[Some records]
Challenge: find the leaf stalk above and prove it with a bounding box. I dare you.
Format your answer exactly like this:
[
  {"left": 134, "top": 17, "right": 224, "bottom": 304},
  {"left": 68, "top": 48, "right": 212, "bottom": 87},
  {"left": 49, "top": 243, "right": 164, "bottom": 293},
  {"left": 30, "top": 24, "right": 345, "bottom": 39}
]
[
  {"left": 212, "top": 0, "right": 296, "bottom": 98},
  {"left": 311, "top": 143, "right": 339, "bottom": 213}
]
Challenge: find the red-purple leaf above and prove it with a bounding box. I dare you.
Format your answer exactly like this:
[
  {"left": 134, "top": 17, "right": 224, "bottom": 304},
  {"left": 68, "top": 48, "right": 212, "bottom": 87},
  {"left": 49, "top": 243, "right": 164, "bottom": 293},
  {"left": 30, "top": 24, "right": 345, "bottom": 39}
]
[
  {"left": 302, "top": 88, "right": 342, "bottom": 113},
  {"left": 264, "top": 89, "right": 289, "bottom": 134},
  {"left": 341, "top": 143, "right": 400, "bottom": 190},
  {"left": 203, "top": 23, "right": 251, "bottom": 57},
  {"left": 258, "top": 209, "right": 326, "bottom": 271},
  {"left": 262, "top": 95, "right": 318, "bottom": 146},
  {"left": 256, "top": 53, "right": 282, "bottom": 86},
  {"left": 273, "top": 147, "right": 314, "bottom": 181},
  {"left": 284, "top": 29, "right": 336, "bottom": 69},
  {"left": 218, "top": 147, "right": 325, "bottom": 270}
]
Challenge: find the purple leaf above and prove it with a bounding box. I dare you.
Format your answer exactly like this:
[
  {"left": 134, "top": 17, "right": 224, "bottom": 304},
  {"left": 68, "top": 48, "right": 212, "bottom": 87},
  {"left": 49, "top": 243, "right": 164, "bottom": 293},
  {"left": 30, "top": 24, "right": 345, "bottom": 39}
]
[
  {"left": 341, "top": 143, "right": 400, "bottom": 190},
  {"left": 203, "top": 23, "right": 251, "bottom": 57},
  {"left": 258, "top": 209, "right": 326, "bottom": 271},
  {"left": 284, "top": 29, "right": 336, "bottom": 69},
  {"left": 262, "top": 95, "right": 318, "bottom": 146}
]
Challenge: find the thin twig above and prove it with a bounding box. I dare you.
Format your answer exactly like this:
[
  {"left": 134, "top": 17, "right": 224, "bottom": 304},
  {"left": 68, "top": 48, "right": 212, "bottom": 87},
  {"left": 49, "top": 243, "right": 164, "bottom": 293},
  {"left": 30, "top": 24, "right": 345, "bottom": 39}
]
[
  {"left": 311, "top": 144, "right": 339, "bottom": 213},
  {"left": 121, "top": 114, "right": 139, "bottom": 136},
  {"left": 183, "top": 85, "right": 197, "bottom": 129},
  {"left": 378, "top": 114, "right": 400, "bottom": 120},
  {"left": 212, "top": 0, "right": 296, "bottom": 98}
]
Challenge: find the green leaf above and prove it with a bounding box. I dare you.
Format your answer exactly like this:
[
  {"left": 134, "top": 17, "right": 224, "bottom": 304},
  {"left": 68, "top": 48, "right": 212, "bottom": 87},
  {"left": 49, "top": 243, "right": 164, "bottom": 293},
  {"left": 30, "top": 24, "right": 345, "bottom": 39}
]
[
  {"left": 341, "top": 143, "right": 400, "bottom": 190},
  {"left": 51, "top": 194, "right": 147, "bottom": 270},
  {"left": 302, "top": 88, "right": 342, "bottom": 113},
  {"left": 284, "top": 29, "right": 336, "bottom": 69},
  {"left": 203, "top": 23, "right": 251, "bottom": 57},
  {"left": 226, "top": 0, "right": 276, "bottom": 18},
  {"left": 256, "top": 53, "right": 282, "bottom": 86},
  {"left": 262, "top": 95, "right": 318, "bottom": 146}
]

Given request: Show each line that contains the word "above".

Exercise output:
Challenge: find the leaf stalk above and prove it with a bounding box. I dare you.
Challenge: find the red-purple leaf above and prove it with a bounding box. I dare you.
Challenge: find the purple leaf above and prove it with a bounding box. I dare you.
Challenge: find the thin twig above and prove it with a bounding box. I dare you.
Challenge: find the green leaf above and prove it with a bounding box. I dare you.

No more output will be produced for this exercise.